* [Textauszug]
◇ ◇ ◇ ◇ ◇

Bundesweit einziges flächendeckendes Angebot an Werkreal- und Gemeinschaftsschulen ist gefährdet – Ende 2019 läuft Co-Finanzierung für Stuttgarter Berufseinstiegsbegleitung aus – Träger und Arbeitsagentur hoffen auf höheres finanzielles Engagement der Stadt anstelle fehlender Mittel aus Europäischem Sozialfonds
Stuttgart. Wer die aktuellen Lehrstellen-Statistiken liest, erhält den Eindruck, dass jeder Jugendliche einen Ausbildungsplatz erhält – wenn er nur will. Viele der leistungsschwächeren Werkreal- und Gemeinschaftsschüler haben allerdings keine realistische Chance auf einen Ausbildungsplatz. Damit sich das ändert, gibt es in Stuttgart seit zehn Jahren die Berufseinstiegsbegleitung (BerEb). Die sozialen Fachkräfte des Projekts begleiten die Werkreal- und Gemeinschaftsschüler von der Schule in eine betriebliche Ausbildung. 2009 hat das Projekt mit acht sozialen Fachkräften begonnen, heute ist das Netz der Berufseinstiegsbegleiter in der Landeshauptstadt bundesweit das einzige, das flächendeckend an allen Werkreal- und Gemeinschaftsschulen so ein Angebot vorhält.
Der Caritasverband, die Evangelische Gesellschaft (eva) und die Jugendhausgesellschaft haben ihr Angebot 2009 zunächst nur an einzelnen Schulen in Stuttgart gemacht, mittlerweile gibt es die Berufseinstiegsbegleitung an allen Werkreal- und Gemeinschaftsschulen im Stadtgebiet. 2018 haben 37 soziale Fachkräfte, Meister sowie Fach- und Führungskräfte mit Erfahrung aus der freien Wirtschaft in dem Projekt 423 Jugendliche betreut.Dafür unterstützen die BerEb-Fachkräfte die Jugendlichen bei der Berufswahl sowie der Suche nach Praktikumsstellen und vermitteln ihnen Nachhilfe. Sie helfen beim Erstellen von Bewerbungen und bereiten die Schülerinnen und Schüler auf Bewerbungsgespräche vor.
Daneben versuchen die Berufseinstiegsbegleiter, Betriebe davon zu überzeugen, auch leistungsschwächeren Jugendlichen eine Chance zu geben. Der Vorteil für die Betriebe: Sie werden in den ersten sechs Monaten einer Ausbildung unterstützt, um die Jugendlichen im Ausbildungsverhältnis zu stabilisieren. Wenn es Schwierigkeiten gibt, stehen die sozialen Fachkräfte dem Betrieb als Ansprechpartner zur Verfügung.

◇ ◇ ◇ ◇ ◇

* [Ausgangsdaten]
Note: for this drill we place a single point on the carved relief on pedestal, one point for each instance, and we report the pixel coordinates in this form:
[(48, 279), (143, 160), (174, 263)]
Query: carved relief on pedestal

◇ ◇ ◇ ◇ ◇

Führen Sie den Textauszug über die Stuttgarter Berufseinstiegsbegleitung im Anschluss an seinen letzten Satz fort.

„Das ist das Besondere an diesem Projekt: Wir begleiten die Jugendlichen in die Ausbildung hinein, um einen Abbruch innerhalb des ersten halben Jahres zu vermeiden“, sagt Cathrin Maier, die das Projekt koordiniert. Die Zahlen zeigen, wie wichtig das ist: Im Jahr 2018 haben in Stuttgart nach Angaben des Statistischen Landesamts Baden-Württemberg 19,6 Prozent der Auszubildenden ihre Ausbildung frühzeitig abgebrochen. Die Gründe dafür reichen von der unzureichenden Ausbildungsfähigkeit der jungen Menschen über falsche Vorstellungen über den Beruf bis hin zur Insolvenz des Betriebes.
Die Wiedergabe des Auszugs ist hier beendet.